## Action item
Instruction for the data below: set down exactly the lines from the line with "box: [0, 216, 19, 244]" to the line with "box: [252, 267, 273, 294]", inclusive, and no others.

## Input data
• • • • •

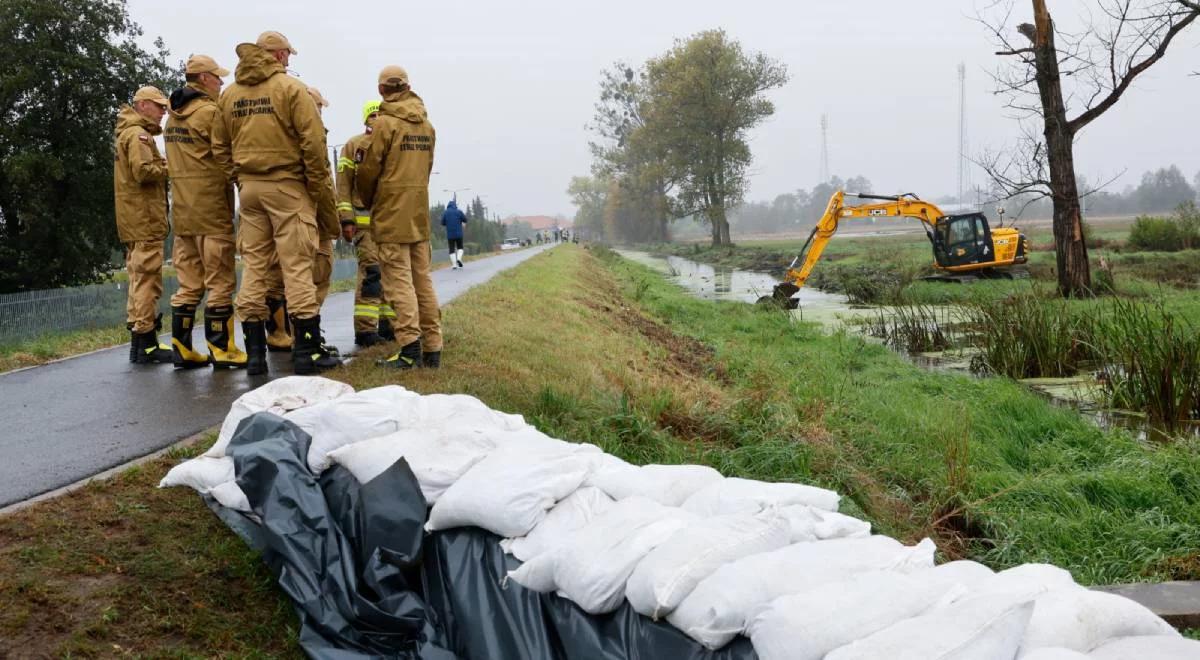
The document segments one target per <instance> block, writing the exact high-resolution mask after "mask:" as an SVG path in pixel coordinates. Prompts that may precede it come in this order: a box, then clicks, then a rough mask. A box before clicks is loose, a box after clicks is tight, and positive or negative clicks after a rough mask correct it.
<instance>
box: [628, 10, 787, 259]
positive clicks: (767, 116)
mask: <svg viewBox="0 0 1200 660" xmlns="http://www.w3.org/2000/svg"><path fill="white" fill-rule="evenodd" d="M786 82H787V67H786V66H785V65H784V64H782V62H780V61H778V60H774V59H772V58H768V56H767V55H764V54H761V53H746V52H745V50H744V49H743V48H742V44H740V43H738V42H737V41H734V40H731V38H730V37H728V35H726V34H725V31H724V30H708V31H704V32H700V34H697V35H695V36H692V37H690V38H688V40H685V41H677V42H676V46H674V48H672V49H671V50H670V52H667V53H666V54H664V55H661V56H659V58H654V59H652V60H649V61H648V62H647V65H646V82H644V84H646V85H647V88H648V95H649V103H648V104H647V107H646V109H644V116H643V119H644V125H643V126H642V127H640V128H637V130H636V131H635V133H637V134H638V136H637V137H640V138H644V139H646V140H647V142H649V143H653V144H656V149H655V150H654V152H656V154H662V155H665V158H666V162H665V167H666V172H667V173H670V178H671V179H672V180H673V181H676V188H677V192H676V196H674V209H673V212H674V215H676V216H677V217H683V216H690V215H698V216H702V217H706V218H707V220H708V222H709V224H710V228H712V236H713V245H728V244H730V242H731V241H730V223H728V220H727V211H728V209H730V208H731V206H736V205H737V204H739V203H740V202H742V199H743V197H744V196H745V191H746V184H748V181H746V168H748V167H749V166H750V162H751V152H750V145H749V143H748V142H746V139H748V133H749V131H750V130H751V128H754V127H755V126H757V125H758V124H761V122H762V121H763V120H764V119H767V118H768V116H770V115H772V114H774V112H775V106H774V103H772V102H770V100H768V98H767V97H766V92H767V91H769V90H773V89H775V88H779V86H782V85H784V84H785V83H786Z"/></svg>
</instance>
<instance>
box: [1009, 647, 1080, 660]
mask: <svg viewBox="0 0 1200 660" xmlns="http://www.w3.org/2000/svg"><path fill="white" fill-rule="evenodd" d="M1021 660H1088V658H1087V655H1084V654H1082V653H1079V652H1078V650H1070V649H1069V648H1039V649H1037V650H1034V652H1033V653H1028V654H1025V655H1022V656H1021Z"/></svg>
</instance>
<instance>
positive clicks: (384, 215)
mask: <svg viewBox="0 0 1200 660" xmlns="http://www.w3.org/2000/svg"><path fill="white" fill-rule="evenodd" d="M236 53H238V58H239V61H238V66H236V68H235V71H234V83H233V84H232V85H229V86H228V88H227V89H224V91H223V92H222V86H223V80H222V78H223V77H226V76H228V74H229V71H228V70H226V68H222V67H221V66H220V65H217V62H216V61H215V60H214V59H212V58H210V56H208V55H193V56H191V58H190V59H188V60H187V65H186V70H185V72H186V80H187V84H186V86H184V88H182V89H179V90H175V91H174V92H173V94H172V95H170V98H169V100H168V98H167V97H166V96H164V95H163V94H162V91H160V90H158V89H156V88H154V86H144V88H142V89H139V90H138V91H137V94H134V96H133V102H132V104H131V106H125V107H122V108H121V110H120V113H119V115H118V120H116V131H115V133H116V144H115V152H116V154H115V163H114V175H113V178H114V190H115V198H116V227H118V233H119V234H120V240H121V242H124V244H125V250H126V269H127V271H128V277H130V288H128V302H127V319H128V323H127V325H128V329H130V332H131V343H130V361H132V362H170V364H173V365H175V367H176V368H194V367H204V366H210V365H211V366H212V367H216V368H221V367H224V368H246V371H247V373H250V374H262V373H266V370H268V366H266V352H268V350H290V352H292V365H293V370H294V372H295V373H298V374H308V373H317V372H320V371H325V370H329V368H332V367H336V366H337V365H340V364H341V356H340V354H338V350H337V348H335V347H332V346H328V344H326V343H325V341H324V338H323V336H322V329H320V306H322V302H324V299H325V295H326V294H328V293H329V282H330V277H331V275H332V259H334V241H335V240H336V239H337V238H338V236H342V238H344V239H346V240H348V241H350V242H353V244H354V245H355V246H356V252H358V258H359V275H358V282H356V287H355V300H354V331H355V335H354V336H355V343H356V344H359V346H373V344H377V343H380V342H384V341H395V342H396V343H397V344H398V346H397V350H395V352H394V353H392V354H391V355H390V356H389V358H386V359H384V360H379V362H378V364H379V365H383V366H390V367H395V368H412V367H418V366H424V367H432V368H437V367H438V366H439V365H440V356H442V314H440V310H439V308H438V301H437V295H436V294H434V290H433V282H432V280H431V277H430V265H431V253H430V221H428V206H430V204H428V181H430V173H431V169H432V167H433V148H434V142H436V133H434V131H433V126H432V125H431V124H430V120H428V115H427V113H426V109H425V104H424V102H422V101H421V98H420V97H419V96H418V95H416V94H414V92H413V90H412V88H410V85H409V79H408V73H407V72H406V71H404V70H403V68H402V67H400V66H386V67H384V68H383V71H382V72H380V73H379V79H378V92H379V96H380V101H371V102H368V103H366V106H365V107H364V109H362V122H364V126H365V131H364V133H361V134H358V136H354V137H353V138H350V139H349V140H347V143H346V144H344V145H343V148H342V151H341V155H340V157H338V161H337V168H336V169H337V176H336V179H337V185H336V187H335V184H334V174H332V173H331V172H330V167H329V162H328V160H326V154H328V148H326V130H325V126H324V124H323V122H322V119H320V112H322V108H324V107H325V106H328V102H326V101H325V100H324V97H323V96H322V95H320V92H319V91H318V90H316V89H314V88H308V86H307V85H305V84H304V83H301V82H300V80H299V79H296V78H295V77H293V76H290V74H289V73H288V71H287V67H288V64H289V60H290V56H292V55H295V54H296V50H295V48H293V47H292V44H290V42H288V40H287V37H284V36H283V35H281V34H280V32H274V31H268V32H263V34H262V35H260V36H259V37H258V40H257V41H256V42H253V43H241V44H239V46H238V47H236ZM168 113H169V116H168V118H167V125H166V131H163V128H162V119H163V116H164V115H167V114H168ZM160 133H161V134H163V144H164V145H166V158H164V157H163V156H162V155H161V154H160V151H158V148H157V145H156V143H155V136H158V134H160ZM168 181H169V185H170V204H172V209H170V210H172V220H173V222H174V232H175V241H174V248H173V259H174V265H175V270H176V274H178V280H179V290H178V293H175V294H174V295H173V296H172V299H170V307H172V344H170V347H167V346H163V344H161V343H160V341H158V335H157V331H158V330H160V329H161V326H162V319H161V314H157V306H158V298H160V296H161V295H162V265H163V251H164V244H166V238H167V233H168V222H167V204H168V202H167V186H168ZM234 187H236V190H238V199H239V209H238V215H239V224H238V229H236V238H235V230H234ZM460 236H461V234H460ZM235 254H240V256H241V263H242V282H241V287H240V288H238V287H236V271H235V268H236V266H235ZM456 257H457V259H456V260H457V262H458V266H460V268H461V264H462V262H461V259H462V252H461V251H460V252H458V253H457V254H456ZM452 259H454V257H452ZM235 288H236V289H238V290H236V300H235V299H234V289H235ZM205 292H208V301H206V306H205V308H204V336H205V342H206V343H208V349H209V354H203V353H200V352H198V350H196V349H194V348H193V346H192V326H193V324H194V322H196V313H197V307H198V306H199V304H200V300H202V299H203V298H204V294H205ZM235 305H236V316H238V318H239V319H240V320H241V328H242V336H244V342H245V346H246V349H245V352H242V350H241V349H239V348H238V346H236V343H235V341H234V306H235Z"/></svg>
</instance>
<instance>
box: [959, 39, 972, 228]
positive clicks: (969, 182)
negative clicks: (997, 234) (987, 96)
mask: <svg viewBox="0 0 1200 660" xmlns="http://www.w3.org/2000/svg"><path fill="white" fill-rule="evenodd" d="M967 154H968V150H967V65H965V64H962V62H959V204H962V203H964V202H966V194H967V188H970V187H971V162H970V160H968V157H967Z"/></svg>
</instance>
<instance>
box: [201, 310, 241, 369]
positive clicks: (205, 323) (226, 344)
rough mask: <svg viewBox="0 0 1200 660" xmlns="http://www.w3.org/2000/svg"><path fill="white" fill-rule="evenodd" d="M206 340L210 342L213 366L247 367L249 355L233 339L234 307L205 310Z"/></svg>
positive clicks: (227, 366) (220, 367) (216, 366)
mask: <svg viewBox="0 0 1200 660" xmlns="http://www.w3.org/2000/svg"><path fill="white" fill-rule="evenodd" d="M204 340H205V341H206V342H208V344H209V354H210V355H211V362H212V368H246V364H247V360H248V359H247V356H246V354H245V353H242V352H241V349H240V348H238V344H236V343H235V342H234V341H233V307H232V306H224V307H208V308H205V310H204Z"/></svg>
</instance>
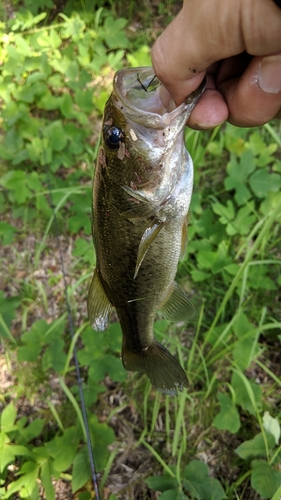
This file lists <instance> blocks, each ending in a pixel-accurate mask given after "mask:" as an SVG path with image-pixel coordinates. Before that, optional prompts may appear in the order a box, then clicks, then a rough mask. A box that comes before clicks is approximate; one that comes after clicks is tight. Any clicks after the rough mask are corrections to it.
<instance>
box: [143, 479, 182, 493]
mask: <svg viewBox="0 0 281 500" xmlns="http://www.w3.org/2000/svg"><path fill="white" fill-rule="evenodd" d="M145 482H146V484H147V485H148V487H149V488H151V489H152V490H154V491H166V490H172V489H176V488H177V487H178V481H177V479H176V478H172V477H170V476H151V477H148V478H147V479H146V480H145Z"/></svg>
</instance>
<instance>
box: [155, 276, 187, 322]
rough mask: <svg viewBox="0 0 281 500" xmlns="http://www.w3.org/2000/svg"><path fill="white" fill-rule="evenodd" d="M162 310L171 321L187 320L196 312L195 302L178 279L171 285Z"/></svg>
mask: <svg viewBox="0 0 281 500" xmlns="http://www.w3.org/2000/svg"><path fill="white" fill-rule="evenodd" d="M161 312H162V314H163V316H164V317H165V318H167V319H168V320H169V321H187V320H188V319H190V318H192V316H194V314H195V309H194V306H193V304H192V303H191V302H190V300H189V298H188V297H187V295H186V293H185V292H184V291H183V290H182V289H181V287H180V286H179V285H178V283H176V281H174V283H173V284H172V286H171V287H170V290H169V293H168V295H167V297H166V299H165V300H164V302H163V304H162V307H161Z"/></svg>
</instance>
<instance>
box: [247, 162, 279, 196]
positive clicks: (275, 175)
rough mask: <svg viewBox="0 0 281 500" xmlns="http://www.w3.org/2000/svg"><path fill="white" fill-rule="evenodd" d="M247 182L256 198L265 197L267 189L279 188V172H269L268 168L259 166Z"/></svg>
mask: <svg viewBox="0 0 281 500" xmlns="http://www.w3.org/2000/svg"><path fill="white" fill-rule="evenodd" d="M249 184H250V187H251V189H252V191H253V192H254V194H255V195H256V196H257V197H258V198H265V197H266V195H267V193H268V192H269V191H279V190H280V187H281V177H280V175H279V174H274V173H270V172H269V169H268V168H261V169H260V170H256V172H254V173H253V175H252V176H251V177H250V179H249Z"/></svg>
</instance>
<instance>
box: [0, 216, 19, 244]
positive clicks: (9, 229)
mask: <svg viewBox="0 0 281 500" xmlns="http://www.w3.org/2000/svg"><path fill="white" fill-rule="evenodd" d="M15 232H16V228H15V227H14V226H11V224H8V222H4V221H0V240H2V245H9V244H10V243H12V242H13V241H14V235H15Z"/></svg>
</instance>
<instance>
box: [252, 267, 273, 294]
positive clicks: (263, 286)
mask: <svg viewBox="0 0 281 500" xmlns="http://www.w3.org/2000/svg"><path fill="white" fill-rule="evenodd" d="M268 272H269V268H268V266H265V265H256V266H250V267H249V272H248V283H249V286H250V287H251V288H253V289H254V290H259V289H261V290H276V285H275V283H274V281H273V280H272V279H271V278H270V277H269V276H268V275H267V274H268Z"/></svg>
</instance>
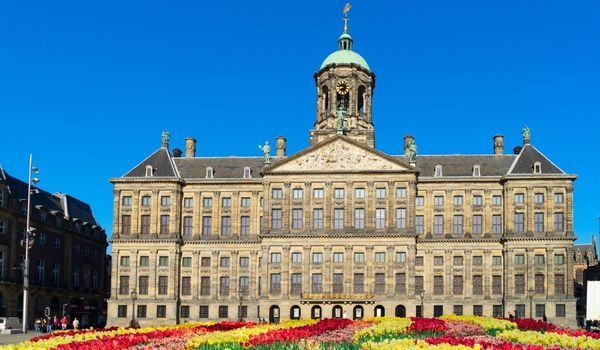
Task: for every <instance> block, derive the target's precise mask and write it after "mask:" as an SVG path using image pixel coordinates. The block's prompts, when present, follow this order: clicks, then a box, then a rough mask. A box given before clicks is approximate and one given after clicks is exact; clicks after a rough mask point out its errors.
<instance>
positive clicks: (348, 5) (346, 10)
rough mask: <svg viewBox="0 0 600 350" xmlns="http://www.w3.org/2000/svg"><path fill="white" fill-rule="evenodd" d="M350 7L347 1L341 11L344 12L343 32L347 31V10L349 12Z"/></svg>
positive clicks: (347, 27) (348, 2)
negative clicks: (345, 5) (343, 26)
mask: <svg viewBox="0 0 600 350" xmlns="http://www.w3.org/2000/svg"><path fill="white" fill-rule="evenodd" d="M351 8H352V6H351V5H350V3H349V2H347V3H346V6H344V10H343V11H342V12H344V18H343V19H344V34H347V33H348V12H350V9H351Z"/></svg>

• • • • •

## Written solution
box: [0, 216, 19, 244]
positive clicks: (9, 229)
mask: <svg viewBox="0 0 281 500" xmlns="http://www.w3.org/2000/svg"><path fill="white" fill-rule="evenodd" d="M15 232H16V228H15V227H14V226H11V224H8V222H4V221H0V240H2V245H9V244H10V243H12V242H13V241H14V235H15Z"/></svg>
</instance>
<instance>
box: [252, 267, 273, 294]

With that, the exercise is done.